## Job 1
According to the passage on incident fatigue, what did the team do when incidents outnumbered the people on call?
## Job 2
Carry the passage on incident fatigue forward from its last sentence.

I started to think that our incident response strategies were fundamentally built to handle one issue at a time.
So: What do you do when there are more incidents than there are people on call?
What we did: Improvisation
We did not explicitly have a plan for this situation. We expect that there will basically be one incident at a time. If only incidents were so well behaved.
So we improvised. We entered a zone of undefined organizational behavior.
It was a group of experienced software engineers, relatively committed to their work. We leaned on each other for support. People not on call got pulled in.
Soon there were people losing sleep, staying up late out of concern, and just getting worn out.
Later, things did start to calm down.
What would I do, next time?
What can one do to make it better?
I think it starts with recognizing that incident fatigue is just its own thing, categorically distinct from other kinds of problems. It is a particular state one can, unfortunately, get into.
Of course, tech business culture gives us some general strategies about what to do.
- Strategy 1: Prioritization. When there are a lot of issues, rank them by urgency and only handle the most critical ones first. (Problem: Too many issues are critical, and/or their criticality is hard to assess. Eventually, major issues are left unfixed.)
- Strategy 2: Deflection. When there are a lot of issues, try to send them elsewhere, see who else can handle them. (Problem: Dealing with organizational jurisdiction issues can take as much time and effort as just fixing the issue yourself. And the latter actually delivers some practical value. Problem 2: Over time, too much deflection can erode that sense of commitment that we can call “ownership” of technical systems.)

## Provided data
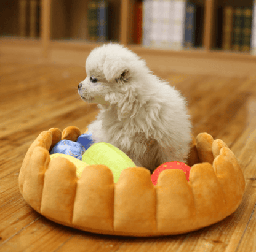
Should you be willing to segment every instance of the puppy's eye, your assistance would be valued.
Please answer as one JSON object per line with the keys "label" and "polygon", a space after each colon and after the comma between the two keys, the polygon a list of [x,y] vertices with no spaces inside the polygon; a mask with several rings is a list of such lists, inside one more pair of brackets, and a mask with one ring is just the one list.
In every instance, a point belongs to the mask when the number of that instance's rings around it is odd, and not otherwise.
{"label": "puppy's eye", "polygon": [[93,76],[90,77],[90,80],[94,83],[96,83],[98,81],[98,80],[96,78],[94,78]]}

## Expected output 1
They improvised.

## Expected output 2
- Strategy 3: Self-care. A very American cultural theory, it seems to me - the idea that probably you should try to do something extra nice for yourself to make up for the extra stress. (Problem: It doesn’t really solve anything, it just distracts.)
I’m not against any of these strategies, in general terms, but I’m not sure they help enough. I keep thinking that there’s more we could do.
Maybe there could be some other division of labor, where we move beyond the “first responder” model, and try to solve issues more directly as a team.
Maybe there could be some way to acknowledge the fatigue and get some extra rest.
Maybe it would help to organize a retrospective, not for specific issues, but for the whole set of issues. A space to think about how we handled things overall.
A little bit of collective recognition seems like it would help.
Coda: What we did afterwards
We did end up having a retrospective session to discuss these issues, which was helpful. We were able to identify certain common root causes among our issues.
I came away thinking: I would do more to call attention to incident fatigue sooner, if we ever get there again.
I would do more to ensure people get enough rest and don’t overwork.